→ **Aim**
The required output is the line containing "Objective — one point per instance of the violin bow" through the final line of the material below, printed exactly, with no other lines.

— start of Data rows —

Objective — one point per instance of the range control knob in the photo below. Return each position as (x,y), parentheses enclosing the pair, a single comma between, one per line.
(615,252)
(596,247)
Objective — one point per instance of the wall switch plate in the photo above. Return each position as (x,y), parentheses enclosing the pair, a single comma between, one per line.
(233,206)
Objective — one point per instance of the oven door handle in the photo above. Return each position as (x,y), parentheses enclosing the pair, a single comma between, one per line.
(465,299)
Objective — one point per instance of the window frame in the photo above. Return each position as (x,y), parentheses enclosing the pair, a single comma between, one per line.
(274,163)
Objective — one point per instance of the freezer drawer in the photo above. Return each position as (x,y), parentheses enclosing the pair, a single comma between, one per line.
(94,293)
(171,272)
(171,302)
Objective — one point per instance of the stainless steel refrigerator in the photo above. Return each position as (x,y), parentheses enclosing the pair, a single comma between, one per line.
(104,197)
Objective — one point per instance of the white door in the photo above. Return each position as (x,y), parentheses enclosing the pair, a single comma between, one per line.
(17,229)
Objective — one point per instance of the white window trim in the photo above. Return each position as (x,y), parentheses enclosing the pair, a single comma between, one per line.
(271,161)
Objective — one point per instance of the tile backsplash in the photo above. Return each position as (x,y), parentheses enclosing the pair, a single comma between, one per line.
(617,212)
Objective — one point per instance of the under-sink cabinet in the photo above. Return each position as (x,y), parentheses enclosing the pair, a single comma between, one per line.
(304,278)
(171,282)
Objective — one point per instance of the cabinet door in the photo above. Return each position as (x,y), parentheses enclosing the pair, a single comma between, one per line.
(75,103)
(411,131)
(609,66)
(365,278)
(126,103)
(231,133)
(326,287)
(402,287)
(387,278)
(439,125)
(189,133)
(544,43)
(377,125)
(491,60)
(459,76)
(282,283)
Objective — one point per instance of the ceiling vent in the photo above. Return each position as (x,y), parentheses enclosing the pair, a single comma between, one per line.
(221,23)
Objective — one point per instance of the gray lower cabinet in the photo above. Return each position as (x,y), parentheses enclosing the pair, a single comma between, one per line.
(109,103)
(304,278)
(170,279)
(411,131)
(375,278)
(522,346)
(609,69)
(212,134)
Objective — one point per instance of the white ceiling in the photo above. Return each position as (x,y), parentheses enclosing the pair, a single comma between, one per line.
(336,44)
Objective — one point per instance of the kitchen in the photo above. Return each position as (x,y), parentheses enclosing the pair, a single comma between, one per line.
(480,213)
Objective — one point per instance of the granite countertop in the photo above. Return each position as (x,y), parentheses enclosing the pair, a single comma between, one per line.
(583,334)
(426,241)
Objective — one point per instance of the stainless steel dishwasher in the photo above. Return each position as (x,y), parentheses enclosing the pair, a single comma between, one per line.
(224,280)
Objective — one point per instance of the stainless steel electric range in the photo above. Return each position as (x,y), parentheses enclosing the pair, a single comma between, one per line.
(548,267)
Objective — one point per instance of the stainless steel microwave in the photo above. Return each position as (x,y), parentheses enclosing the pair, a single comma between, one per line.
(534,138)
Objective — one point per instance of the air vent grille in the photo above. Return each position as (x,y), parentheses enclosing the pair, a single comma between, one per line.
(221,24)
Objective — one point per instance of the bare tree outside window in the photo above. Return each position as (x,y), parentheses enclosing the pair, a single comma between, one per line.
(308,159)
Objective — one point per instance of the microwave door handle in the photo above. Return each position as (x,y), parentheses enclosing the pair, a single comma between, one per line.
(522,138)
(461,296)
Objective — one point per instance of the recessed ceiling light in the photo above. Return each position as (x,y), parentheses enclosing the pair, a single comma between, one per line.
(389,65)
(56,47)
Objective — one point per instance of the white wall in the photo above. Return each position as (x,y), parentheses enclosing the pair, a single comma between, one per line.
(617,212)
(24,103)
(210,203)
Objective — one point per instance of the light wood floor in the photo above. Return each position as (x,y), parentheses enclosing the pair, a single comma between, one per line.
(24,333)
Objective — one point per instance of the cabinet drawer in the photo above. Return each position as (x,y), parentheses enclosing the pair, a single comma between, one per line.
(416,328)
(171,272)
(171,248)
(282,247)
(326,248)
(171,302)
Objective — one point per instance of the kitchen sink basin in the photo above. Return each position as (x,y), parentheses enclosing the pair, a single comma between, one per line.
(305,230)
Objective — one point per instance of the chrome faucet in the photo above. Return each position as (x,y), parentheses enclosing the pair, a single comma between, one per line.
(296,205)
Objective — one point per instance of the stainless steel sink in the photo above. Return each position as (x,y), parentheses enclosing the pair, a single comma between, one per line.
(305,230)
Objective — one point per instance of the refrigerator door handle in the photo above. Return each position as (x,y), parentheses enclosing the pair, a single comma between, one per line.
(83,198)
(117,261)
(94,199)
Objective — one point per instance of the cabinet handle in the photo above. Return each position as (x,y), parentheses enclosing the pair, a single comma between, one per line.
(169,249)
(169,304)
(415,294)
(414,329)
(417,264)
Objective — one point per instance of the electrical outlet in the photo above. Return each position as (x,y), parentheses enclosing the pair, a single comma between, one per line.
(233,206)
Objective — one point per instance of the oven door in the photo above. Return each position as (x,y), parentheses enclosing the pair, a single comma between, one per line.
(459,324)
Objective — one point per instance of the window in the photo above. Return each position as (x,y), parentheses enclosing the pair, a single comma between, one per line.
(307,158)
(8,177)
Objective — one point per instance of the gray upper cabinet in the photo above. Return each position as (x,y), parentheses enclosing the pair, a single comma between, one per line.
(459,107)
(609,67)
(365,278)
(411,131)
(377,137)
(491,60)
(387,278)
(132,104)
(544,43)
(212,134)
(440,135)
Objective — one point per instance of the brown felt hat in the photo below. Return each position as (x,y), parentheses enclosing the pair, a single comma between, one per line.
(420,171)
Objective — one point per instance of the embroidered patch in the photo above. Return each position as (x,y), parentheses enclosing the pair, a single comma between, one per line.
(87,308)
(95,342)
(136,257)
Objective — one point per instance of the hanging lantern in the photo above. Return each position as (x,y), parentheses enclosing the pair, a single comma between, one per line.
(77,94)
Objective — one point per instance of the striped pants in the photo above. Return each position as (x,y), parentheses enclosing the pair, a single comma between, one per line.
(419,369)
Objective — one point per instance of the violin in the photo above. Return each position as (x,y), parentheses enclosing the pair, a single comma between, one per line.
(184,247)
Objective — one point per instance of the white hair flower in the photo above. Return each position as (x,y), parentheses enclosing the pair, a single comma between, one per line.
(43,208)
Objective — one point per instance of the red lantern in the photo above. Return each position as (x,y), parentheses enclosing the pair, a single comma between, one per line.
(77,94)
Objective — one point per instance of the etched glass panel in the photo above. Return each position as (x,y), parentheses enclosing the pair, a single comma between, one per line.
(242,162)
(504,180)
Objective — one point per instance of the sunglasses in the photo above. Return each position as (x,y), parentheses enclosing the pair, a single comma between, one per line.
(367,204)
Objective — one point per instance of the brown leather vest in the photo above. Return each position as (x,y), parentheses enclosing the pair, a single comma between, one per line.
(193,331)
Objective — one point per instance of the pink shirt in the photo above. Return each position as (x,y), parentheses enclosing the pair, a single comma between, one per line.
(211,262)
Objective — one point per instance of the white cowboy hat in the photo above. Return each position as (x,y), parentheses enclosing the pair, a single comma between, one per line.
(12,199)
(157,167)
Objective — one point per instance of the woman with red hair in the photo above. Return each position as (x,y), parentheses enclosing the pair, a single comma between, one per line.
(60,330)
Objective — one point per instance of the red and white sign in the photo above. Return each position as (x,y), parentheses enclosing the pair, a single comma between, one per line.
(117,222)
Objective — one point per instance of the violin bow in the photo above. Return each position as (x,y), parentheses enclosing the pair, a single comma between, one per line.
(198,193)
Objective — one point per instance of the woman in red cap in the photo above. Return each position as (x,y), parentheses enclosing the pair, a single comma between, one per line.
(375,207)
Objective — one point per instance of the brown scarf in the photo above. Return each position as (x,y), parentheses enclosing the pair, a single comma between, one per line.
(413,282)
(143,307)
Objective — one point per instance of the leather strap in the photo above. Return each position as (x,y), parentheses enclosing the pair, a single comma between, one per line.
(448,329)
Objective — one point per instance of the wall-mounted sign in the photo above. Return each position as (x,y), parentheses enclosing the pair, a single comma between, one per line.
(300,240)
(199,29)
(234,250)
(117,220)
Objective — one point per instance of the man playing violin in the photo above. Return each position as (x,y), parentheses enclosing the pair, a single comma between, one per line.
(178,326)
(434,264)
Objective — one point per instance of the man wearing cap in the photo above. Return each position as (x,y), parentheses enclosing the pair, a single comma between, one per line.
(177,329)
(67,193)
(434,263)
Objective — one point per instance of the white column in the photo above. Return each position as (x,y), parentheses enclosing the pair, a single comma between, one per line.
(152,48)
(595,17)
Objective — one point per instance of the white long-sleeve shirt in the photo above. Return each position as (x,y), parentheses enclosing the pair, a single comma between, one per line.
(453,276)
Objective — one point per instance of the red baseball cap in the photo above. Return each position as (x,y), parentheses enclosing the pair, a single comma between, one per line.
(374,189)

— end of Data rows —

→ **Result of the exercise**
Objective — one point per instance of the violin bow in the photo above. Return each position as (x,y), parentheses enclosing the pair, a single comma between, one per line.
(198,193)
Objective — one point per instance of the woman in red cap in the photo above. Return each position as (x,y), parentheses enclosing the pair, a single comma between, one per line.
(375,207)
Objective — one point per instance of the brown scarf in the photo above. Return each position as (x,y), parentheses enclosing the pair, a single comma between, one per line.
(413,282)
(143,307)
Objective — one point per instance of the leather strap in the photo above. Return each position as (x,y), parentheses enclosing the pair, a single comma between, one per line.
(448,329)
Objective — one point per instance of the wall-mounted sign in the photo above. Return each position as (x,y), parentheses enclosing the pair, a single comma between, one per line.
(300,240)
(199,29)
(234,250)
(117,220)
Objective — one point per instance of the man playing violin in the photo above. Return each position as (x,y), parentheses enclosing the pair, a single comma between, one per line.
(178,326)
(434,264)
Objective — one point per instance of the man wearing cap in the photo above. Return each position as (x,y), parentheses enclosing the pair, a single comma between, one per line.
(177,329)
(67,193)
(434,263)
Objective — one point per instance of the white column in the photo above. Return each position as (x,y), parentheses enclosing the pair, a single comma between, one per line.
(152,48)
(595,17)
Objective — one point per instance of the white long-sleeve shirt in the photo above. Return each position as (x,y), parentheses enclosing the pair, a single comma between, one per line.
(453,276)
Objective — one point per instance of the red baseball cap in the photo above. Return each position as (x,y), parentheses enclosing the pair, a single comma between, one per line.
(374,189)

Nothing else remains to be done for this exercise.